§ **WORK REQUEST**
Where a line below carries the word "leaf", include it in the count, then give the count alone.

§ **INPUT MATERIAL**
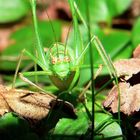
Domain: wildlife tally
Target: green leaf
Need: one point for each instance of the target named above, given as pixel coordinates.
(117, 7)
(103, 10)
(136, 33)
(13, 10)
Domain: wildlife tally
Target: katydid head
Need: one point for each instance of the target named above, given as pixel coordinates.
(60, 60)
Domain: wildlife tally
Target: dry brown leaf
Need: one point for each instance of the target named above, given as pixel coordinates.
(127, 67)
(129, 99)
(31, 105)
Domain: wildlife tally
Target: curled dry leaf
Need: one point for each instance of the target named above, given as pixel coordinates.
(127, 67)
(32, 105)
(129, 98)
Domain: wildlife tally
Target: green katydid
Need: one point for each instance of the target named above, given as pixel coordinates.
(61, 62)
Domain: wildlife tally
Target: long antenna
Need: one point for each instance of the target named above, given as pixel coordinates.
(39, 48)
(92, 69)
(67, 39)
(51, 24)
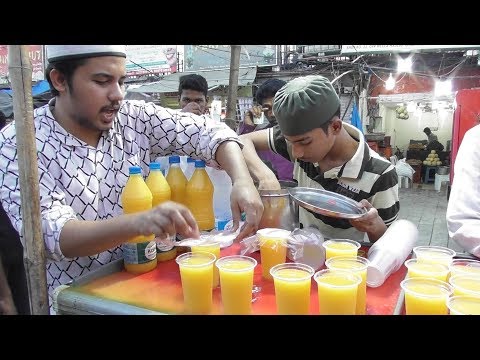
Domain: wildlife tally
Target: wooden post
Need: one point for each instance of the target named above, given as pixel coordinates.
(233, 82)
(20, 70)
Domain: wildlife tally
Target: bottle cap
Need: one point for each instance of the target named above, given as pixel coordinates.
(155, 166)
(134, 170)
(199, 163)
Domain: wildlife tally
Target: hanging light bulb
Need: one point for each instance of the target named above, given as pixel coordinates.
(390, 83)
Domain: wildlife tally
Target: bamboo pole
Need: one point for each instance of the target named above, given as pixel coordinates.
(233, 82)
(20, 70)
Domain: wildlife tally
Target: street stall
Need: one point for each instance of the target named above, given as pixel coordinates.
(112, 291)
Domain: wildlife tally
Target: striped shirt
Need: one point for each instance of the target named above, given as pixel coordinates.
(365, 176)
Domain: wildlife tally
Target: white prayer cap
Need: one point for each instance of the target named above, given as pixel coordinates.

§ **ANSWER TO THE EXERCISE**
3